Stated task: Which lines in the items below contain the word "hardtop"? Locate each one and copy it in full.

Extracted information:
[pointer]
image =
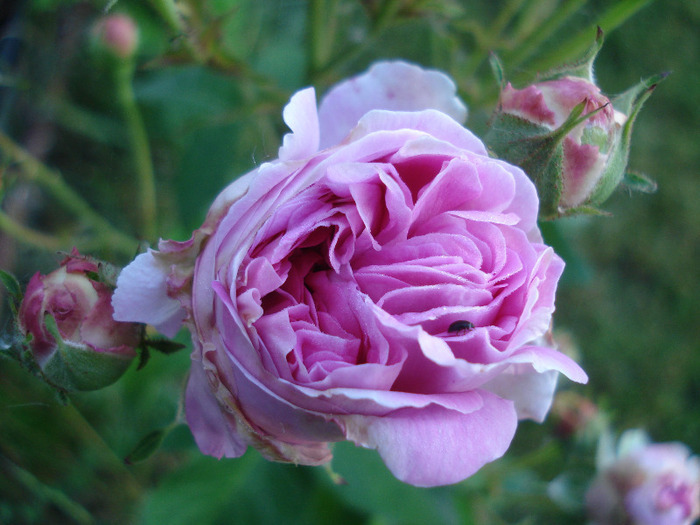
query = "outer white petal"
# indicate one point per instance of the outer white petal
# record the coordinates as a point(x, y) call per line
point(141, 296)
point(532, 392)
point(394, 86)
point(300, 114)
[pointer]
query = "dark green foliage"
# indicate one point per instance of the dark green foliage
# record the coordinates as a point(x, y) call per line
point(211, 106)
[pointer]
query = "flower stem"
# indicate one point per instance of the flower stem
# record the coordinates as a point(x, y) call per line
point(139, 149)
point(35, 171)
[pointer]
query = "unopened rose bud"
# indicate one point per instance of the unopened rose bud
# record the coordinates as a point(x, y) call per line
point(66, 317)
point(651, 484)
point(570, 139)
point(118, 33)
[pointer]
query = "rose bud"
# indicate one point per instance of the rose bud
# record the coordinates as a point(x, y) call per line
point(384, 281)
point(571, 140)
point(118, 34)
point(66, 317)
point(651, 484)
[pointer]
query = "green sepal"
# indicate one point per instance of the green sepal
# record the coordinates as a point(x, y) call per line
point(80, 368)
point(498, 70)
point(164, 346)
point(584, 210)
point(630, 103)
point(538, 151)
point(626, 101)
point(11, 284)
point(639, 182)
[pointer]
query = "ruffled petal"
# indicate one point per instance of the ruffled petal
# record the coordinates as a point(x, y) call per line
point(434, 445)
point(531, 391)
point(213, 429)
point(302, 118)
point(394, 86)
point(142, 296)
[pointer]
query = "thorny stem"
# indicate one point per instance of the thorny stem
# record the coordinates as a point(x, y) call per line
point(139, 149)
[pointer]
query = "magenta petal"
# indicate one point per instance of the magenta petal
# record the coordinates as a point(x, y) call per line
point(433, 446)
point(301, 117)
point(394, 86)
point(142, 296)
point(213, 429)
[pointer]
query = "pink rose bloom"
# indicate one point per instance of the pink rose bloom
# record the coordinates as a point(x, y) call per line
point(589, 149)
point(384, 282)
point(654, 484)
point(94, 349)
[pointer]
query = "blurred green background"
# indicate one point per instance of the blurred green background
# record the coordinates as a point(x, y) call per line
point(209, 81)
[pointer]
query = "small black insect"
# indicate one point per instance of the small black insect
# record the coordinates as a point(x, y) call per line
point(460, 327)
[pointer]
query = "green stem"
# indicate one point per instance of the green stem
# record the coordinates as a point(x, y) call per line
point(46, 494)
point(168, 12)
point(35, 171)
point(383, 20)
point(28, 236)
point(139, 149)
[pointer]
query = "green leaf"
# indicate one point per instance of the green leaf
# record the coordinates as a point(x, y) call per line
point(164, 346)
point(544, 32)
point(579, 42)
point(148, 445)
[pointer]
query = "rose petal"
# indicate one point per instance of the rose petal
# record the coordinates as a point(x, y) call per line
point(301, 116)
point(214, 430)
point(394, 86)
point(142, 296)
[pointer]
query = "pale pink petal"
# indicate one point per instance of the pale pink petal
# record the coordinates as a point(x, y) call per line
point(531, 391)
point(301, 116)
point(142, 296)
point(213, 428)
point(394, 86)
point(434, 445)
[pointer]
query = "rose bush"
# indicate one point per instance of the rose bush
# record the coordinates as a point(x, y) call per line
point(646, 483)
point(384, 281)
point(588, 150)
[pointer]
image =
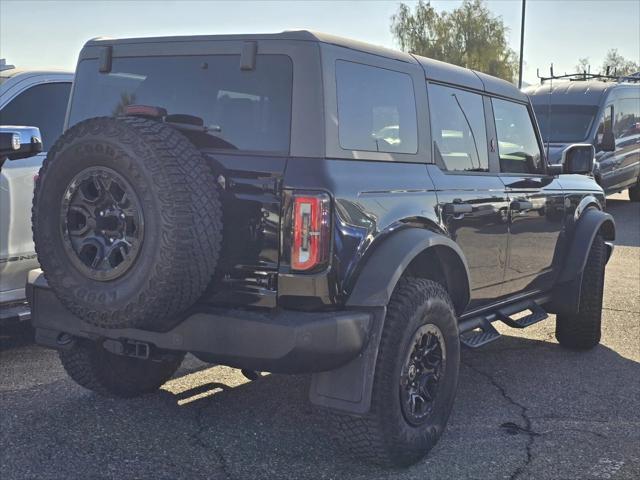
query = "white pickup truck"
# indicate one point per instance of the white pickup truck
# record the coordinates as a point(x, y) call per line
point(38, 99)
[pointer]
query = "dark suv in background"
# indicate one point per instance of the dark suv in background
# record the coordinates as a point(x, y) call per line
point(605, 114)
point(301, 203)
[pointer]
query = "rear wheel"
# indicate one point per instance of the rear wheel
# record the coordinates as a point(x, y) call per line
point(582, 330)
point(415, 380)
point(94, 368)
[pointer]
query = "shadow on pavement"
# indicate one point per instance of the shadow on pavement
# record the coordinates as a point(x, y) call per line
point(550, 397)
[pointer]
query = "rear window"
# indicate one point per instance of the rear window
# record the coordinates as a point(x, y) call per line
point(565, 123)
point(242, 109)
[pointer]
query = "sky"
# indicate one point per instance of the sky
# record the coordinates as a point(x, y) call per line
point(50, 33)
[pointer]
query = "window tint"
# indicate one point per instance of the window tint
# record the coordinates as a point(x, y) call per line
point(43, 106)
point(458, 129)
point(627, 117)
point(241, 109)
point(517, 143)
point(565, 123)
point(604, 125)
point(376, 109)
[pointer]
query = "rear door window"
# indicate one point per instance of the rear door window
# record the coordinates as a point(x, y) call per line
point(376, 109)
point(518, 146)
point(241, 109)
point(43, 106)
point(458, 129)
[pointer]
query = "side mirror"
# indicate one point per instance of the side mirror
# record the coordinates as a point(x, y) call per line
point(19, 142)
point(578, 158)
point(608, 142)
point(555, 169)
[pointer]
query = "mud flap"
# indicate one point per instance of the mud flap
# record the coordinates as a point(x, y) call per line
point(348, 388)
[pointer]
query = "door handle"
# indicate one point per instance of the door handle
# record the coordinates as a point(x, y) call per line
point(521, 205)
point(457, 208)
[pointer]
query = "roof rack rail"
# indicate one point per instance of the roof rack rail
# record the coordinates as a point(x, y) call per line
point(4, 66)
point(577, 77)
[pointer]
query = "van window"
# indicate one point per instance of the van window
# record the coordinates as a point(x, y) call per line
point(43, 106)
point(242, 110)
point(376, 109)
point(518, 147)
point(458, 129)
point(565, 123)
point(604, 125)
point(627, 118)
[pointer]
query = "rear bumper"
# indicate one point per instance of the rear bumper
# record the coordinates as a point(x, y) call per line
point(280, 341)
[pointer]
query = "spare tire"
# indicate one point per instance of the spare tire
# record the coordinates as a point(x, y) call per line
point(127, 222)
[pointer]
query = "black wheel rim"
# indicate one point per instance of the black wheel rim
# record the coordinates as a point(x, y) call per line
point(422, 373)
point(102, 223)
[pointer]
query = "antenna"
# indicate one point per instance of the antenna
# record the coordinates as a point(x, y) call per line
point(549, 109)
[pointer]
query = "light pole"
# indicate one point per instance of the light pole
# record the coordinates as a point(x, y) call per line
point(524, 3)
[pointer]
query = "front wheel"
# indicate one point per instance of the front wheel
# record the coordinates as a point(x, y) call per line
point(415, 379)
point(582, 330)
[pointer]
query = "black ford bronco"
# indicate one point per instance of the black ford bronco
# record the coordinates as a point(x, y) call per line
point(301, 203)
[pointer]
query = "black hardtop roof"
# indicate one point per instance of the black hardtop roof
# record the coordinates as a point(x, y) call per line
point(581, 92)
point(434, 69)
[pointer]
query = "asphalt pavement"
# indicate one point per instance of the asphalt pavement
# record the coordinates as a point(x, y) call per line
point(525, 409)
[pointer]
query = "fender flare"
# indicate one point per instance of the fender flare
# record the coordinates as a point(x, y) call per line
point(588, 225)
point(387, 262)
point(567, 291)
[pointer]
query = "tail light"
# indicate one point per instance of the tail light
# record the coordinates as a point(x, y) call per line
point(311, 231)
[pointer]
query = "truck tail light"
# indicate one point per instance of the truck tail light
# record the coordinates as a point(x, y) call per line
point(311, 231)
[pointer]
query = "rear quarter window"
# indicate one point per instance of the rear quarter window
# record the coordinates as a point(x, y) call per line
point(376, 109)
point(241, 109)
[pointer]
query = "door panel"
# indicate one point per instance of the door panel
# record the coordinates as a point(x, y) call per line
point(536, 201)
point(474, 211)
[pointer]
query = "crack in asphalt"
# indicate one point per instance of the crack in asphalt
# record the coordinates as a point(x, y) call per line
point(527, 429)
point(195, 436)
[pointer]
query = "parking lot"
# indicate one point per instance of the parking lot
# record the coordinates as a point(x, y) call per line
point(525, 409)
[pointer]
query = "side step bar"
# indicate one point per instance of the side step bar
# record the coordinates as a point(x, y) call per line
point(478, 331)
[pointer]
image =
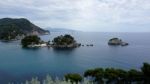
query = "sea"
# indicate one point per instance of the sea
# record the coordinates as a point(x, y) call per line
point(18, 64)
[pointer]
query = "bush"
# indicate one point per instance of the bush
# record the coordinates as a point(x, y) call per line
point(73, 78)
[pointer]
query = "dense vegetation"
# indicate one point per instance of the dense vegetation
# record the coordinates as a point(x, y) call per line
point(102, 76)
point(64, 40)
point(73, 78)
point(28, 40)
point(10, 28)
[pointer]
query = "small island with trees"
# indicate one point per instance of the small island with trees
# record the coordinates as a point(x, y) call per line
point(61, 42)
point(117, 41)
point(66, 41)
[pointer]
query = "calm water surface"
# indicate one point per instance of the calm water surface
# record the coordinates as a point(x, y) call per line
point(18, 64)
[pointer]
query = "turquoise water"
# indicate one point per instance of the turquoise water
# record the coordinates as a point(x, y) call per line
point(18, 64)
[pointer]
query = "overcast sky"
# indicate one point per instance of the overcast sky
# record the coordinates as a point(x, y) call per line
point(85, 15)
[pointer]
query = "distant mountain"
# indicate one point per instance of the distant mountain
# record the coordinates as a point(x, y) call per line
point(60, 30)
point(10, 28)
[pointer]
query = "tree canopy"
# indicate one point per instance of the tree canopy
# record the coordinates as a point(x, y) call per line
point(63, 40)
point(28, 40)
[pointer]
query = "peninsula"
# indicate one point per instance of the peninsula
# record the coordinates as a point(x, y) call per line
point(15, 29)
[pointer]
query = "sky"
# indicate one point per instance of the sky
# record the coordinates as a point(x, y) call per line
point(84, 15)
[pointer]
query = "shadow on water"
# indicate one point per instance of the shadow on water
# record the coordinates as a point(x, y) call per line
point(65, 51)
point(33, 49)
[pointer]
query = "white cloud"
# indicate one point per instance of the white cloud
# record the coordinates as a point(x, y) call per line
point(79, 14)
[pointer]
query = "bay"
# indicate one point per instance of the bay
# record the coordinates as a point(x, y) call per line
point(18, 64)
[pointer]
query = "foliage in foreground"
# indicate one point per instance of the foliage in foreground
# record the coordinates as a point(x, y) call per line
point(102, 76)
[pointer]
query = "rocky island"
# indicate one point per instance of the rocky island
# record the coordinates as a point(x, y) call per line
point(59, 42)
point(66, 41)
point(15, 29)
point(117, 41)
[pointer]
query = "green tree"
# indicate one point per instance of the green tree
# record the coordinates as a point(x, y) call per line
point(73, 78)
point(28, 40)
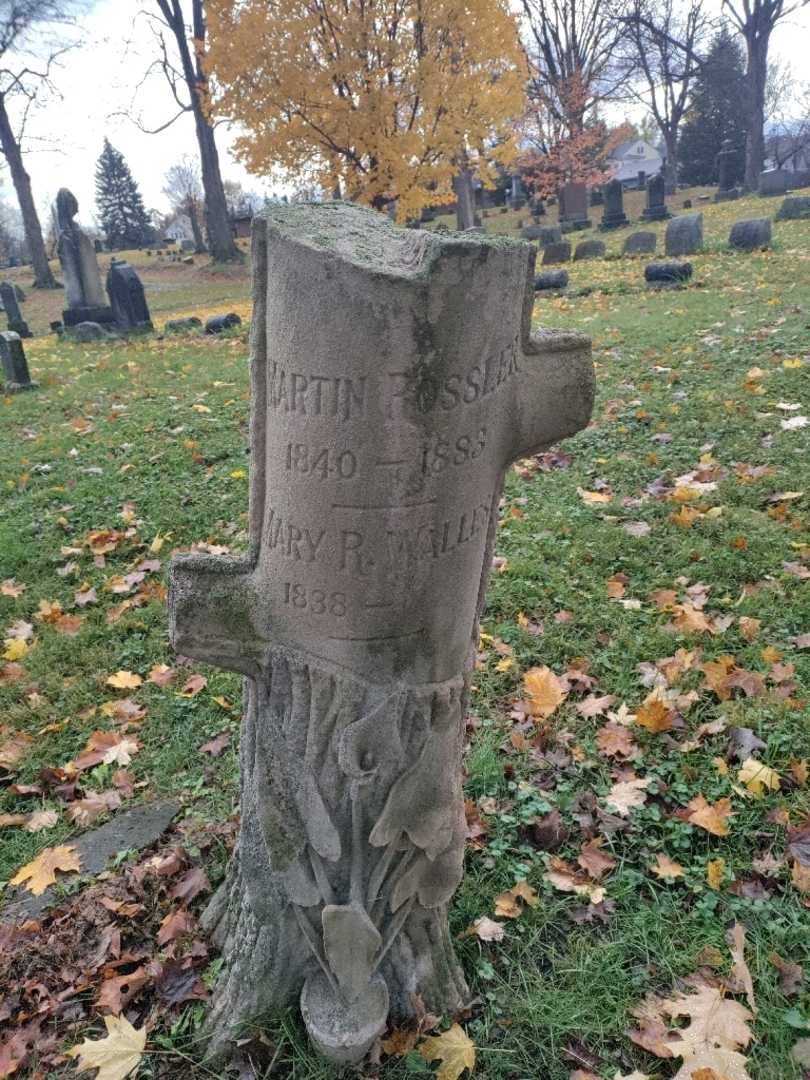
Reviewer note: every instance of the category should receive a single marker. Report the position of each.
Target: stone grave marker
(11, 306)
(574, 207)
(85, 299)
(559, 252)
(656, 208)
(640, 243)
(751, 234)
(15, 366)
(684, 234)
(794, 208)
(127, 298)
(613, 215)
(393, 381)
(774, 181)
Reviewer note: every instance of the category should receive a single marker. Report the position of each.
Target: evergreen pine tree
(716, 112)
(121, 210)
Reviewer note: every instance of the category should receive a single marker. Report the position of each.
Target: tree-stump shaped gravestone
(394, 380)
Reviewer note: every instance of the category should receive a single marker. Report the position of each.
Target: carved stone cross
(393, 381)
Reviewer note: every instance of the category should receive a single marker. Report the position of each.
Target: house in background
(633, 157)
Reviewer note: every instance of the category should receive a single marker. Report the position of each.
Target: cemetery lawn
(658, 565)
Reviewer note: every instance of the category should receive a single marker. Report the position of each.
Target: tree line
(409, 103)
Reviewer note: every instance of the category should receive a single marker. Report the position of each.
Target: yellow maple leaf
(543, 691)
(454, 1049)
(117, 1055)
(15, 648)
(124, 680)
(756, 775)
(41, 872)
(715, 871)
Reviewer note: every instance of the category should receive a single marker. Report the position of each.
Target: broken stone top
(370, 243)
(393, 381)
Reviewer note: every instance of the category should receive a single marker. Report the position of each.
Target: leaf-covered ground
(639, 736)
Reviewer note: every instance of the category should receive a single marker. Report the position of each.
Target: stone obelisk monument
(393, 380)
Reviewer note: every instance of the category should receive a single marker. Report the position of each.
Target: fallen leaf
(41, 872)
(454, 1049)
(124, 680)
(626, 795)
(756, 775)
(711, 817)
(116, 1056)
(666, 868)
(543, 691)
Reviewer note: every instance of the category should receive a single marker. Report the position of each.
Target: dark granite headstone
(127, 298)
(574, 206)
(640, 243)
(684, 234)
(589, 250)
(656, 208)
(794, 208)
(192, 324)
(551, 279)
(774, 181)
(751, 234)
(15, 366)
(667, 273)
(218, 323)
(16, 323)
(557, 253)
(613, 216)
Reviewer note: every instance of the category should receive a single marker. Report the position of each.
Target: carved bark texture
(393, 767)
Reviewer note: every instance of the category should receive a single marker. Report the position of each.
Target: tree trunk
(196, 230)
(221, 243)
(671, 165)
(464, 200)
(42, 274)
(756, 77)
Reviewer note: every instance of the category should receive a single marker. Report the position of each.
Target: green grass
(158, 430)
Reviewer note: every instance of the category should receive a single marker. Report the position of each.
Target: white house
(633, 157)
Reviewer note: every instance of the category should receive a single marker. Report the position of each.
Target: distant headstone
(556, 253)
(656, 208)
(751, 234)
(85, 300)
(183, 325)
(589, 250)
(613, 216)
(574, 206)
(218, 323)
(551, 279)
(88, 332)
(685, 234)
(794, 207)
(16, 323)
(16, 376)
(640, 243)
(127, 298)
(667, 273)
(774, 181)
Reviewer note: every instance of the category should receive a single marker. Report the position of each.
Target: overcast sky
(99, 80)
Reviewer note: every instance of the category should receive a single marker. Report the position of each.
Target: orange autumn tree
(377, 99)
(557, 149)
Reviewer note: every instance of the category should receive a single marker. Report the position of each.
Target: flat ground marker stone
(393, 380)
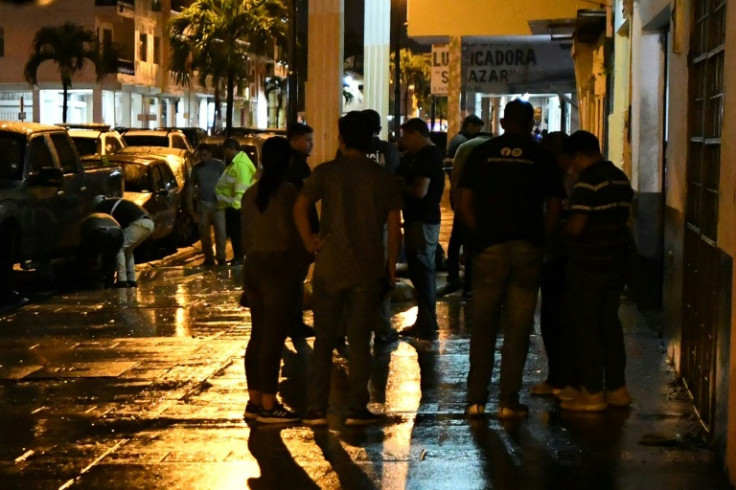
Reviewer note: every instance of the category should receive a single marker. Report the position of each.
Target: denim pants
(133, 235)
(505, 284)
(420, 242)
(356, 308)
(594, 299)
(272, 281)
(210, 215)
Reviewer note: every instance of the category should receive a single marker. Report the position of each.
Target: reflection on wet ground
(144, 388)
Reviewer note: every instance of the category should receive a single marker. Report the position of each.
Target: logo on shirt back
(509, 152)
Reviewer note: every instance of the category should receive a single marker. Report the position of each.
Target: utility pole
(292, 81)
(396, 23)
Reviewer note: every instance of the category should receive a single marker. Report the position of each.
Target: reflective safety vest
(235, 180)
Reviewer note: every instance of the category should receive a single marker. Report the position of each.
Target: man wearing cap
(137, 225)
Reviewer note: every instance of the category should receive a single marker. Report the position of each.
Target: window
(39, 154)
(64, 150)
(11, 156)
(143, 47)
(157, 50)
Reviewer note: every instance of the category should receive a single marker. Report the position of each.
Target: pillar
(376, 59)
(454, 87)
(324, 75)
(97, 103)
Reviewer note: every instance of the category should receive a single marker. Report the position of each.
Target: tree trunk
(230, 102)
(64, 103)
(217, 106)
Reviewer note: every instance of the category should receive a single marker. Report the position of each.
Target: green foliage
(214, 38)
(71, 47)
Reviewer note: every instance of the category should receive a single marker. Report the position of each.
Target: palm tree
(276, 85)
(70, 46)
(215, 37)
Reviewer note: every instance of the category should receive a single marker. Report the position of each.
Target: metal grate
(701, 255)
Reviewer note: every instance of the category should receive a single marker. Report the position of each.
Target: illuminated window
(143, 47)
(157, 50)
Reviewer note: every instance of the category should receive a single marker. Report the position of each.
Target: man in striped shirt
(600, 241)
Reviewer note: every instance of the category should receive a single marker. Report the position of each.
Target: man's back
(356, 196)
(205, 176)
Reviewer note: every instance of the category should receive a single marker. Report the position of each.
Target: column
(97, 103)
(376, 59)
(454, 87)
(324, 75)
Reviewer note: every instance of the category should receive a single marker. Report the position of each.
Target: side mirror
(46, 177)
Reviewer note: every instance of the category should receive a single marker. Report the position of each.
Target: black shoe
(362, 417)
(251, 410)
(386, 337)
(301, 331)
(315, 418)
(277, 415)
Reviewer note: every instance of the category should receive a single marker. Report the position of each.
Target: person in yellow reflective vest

The output:
query = "black hardtop roof"
# indicate one point per instance of the black hardtop roof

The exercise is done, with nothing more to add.